● EXERCISES TO COMPLETE:
**a.** From the streaming documentation below, write out the passage from "Skip to main" to "upstream SSE format?".
**b.** Translate this sentence from the streaming documentation into French: "There is no re-serialization on the response path, which is what keeps streaming overhead low."

● SOURCE DOCUMENT:
§ §

Skip to main content
Set "stream": true on any chat request to receive the response as Server-Sent Events (Content-Type: text/event-stream). The gateway forwards tokens to your client as they arrive from the upstream provider. Internally the gateway picks one of two streaming paths per request, based on whether your SDK’s wire format already matches the upstream provider’s. Both paths produce the same telemetry and apply the same guardrail checks — the difference is only how much work happens on the response.

Two paths

            client SDK format == upstream SSE format?
                    │                       │
                  yes                       no
            ┌───────▼───────┐      ┌────────▼──────────────────┐
            │   Fast path    │      │     Normalized path        │
            │  (passthrough) │      │  (parse → translate → emit)│
            └───────────────┘      └───────────────────────────┘

Fast path — SSE passthrough

When your SDK’s format matches the upstream provider, the gateway forwards the raw SSE bytes straight through. There is no re-serialization on the response path, which is what keeps streaming overhead low. Telemetry (token usage, model, finish reason, content) is still extracted from the stream as it passes.

Normalized path — parse, translate, re-emit

When the formats differ, each upstream event is parsed, translated into your SDK’s wire format, and re-emitted. This is what lets you stream an Anthropic model through an OpenAI client (and vice versa) without your SDK seeing an unfamiliar event shape.

§ §

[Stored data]
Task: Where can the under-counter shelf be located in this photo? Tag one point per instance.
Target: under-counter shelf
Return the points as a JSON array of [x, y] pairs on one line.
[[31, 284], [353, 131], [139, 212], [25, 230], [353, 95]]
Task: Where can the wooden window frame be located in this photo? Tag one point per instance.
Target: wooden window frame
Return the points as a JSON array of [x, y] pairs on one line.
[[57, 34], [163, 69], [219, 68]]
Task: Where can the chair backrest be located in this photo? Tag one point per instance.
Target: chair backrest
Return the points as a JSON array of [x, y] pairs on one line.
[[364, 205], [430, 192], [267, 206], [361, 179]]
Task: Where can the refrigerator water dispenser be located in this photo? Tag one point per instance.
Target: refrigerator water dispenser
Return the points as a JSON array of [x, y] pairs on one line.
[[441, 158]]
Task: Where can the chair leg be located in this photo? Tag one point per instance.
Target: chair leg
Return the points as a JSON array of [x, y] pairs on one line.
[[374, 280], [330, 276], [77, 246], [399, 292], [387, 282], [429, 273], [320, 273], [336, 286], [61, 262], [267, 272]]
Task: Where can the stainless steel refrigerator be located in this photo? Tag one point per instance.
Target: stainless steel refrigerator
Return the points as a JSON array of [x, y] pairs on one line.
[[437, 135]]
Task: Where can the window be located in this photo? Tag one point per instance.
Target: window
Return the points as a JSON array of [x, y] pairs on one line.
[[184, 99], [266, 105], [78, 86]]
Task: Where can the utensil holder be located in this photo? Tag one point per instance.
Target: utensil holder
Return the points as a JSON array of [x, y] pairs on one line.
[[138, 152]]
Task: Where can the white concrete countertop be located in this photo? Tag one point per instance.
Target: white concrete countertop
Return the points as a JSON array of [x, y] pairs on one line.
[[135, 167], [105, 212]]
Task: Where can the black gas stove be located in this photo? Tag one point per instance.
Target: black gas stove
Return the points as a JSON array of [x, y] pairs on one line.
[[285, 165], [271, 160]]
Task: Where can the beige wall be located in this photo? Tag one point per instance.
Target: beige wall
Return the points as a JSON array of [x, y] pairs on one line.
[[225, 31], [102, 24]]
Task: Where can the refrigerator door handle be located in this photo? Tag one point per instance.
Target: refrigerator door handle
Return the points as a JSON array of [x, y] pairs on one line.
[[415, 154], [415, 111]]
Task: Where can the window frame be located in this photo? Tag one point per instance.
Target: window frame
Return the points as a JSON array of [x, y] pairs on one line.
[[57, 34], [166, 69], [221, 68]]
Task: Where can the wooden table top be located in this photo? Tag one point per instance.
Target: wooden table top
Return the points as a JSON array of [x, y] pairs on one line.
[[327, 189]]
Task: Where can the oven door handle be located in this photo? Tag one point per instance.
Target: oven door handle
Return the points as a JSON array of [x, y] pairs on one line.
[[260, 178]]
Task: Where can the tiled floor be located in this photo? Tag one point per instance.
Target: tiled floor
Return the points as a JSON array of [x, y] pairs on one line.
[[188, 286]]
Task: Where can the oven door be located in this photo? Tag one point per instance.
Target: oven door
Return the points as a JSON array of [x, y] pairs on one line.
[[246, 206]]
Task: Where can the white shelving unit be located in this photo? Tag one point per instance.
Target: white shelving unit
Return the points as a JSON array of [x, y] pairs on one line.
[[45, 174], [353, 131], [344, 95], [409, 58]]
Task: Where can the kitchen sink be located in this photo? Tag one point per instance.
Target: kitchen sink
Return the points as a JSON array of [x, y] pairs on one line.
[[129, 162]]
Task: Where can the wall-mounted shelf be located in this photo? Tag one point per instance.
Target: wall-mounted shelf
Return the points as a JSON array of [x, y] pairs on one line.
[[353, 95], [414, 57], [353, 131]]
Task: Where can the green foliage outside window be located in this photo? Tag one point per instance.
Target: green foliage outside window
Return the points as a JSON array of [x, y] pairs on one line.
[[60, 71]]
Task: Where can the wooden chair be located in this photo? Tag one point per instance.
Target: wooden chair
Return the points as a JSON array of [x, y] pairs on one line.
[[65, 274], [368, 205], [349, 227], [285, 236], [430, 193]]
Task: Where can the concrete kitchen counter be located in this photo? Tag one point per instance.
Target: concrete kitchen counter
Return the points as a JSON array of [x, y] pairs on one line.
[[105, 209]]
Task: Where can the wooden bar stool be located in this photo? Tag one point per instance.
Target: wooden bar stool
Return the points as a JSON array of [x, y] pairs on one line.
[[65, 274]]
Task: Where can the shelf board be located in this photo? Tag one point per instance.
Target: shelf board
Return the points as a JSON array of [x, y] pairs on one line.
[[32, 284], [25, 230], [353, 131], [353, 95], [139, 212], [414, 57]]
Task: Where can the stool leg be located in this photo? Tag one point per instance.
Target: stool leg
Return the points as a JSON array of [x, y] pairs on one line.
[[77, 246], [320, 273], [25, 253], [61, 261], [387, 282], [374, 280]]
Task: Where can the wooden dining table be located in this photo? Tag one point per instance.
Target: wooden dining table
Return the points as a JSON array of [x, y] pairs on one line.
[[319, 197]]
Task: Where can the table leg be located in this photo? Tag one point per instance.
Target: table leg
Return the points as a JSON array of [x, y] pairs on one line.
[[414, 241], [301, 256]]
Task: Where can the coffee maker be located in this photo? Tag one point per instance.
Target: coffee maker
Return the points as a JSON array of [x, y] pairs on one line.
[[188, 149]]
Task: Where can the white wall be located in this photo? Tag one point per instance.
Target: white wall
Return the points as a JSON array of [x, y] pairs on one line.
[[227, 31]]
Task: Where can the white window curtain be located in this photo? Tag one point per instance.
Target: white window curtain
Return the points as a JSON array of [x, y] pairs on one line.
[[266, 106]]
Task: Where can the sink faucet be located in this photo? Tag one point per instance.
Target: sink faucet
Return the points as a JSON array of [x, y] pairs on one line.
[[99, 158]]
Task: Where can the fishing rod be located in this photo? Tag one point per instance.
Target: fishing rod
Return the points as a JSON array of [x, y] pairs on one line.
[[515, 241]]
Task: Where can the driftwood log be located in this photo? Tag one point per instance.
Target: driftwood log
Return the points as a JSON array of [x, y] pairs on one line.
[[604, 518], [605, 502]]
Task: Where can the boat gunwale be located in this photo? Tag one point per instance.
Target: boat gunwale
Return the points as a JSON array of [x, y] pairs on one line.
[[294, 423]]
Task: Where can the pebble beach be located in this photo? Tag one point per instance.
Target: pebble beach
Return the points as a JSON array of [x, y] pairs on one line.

§ §

● SOLUTIONS TO THE PROBLEMS:
**a.**
Skip to main content
Set "stream": true on any chat request to receive the response as Server-Sent Events (Content-Type: text/event-stream). The gateway forwards tokens to your client as they arrive from the upstream provider. Internally the gateway picks one of two streaming paths per request, based on whether your SDK’s wire format already matches the upstream provider’s. Both paths produce the same telemetry and apply the same guardrail checks — the difference is only how much work happens on the response.

Two paths

            client SDK format == upstream SSE format?

**b.** Il n'y a aucune re-sérialisation sur le chemin de la réponse, ce qui permet de maintenir un faible surcoût du streaming.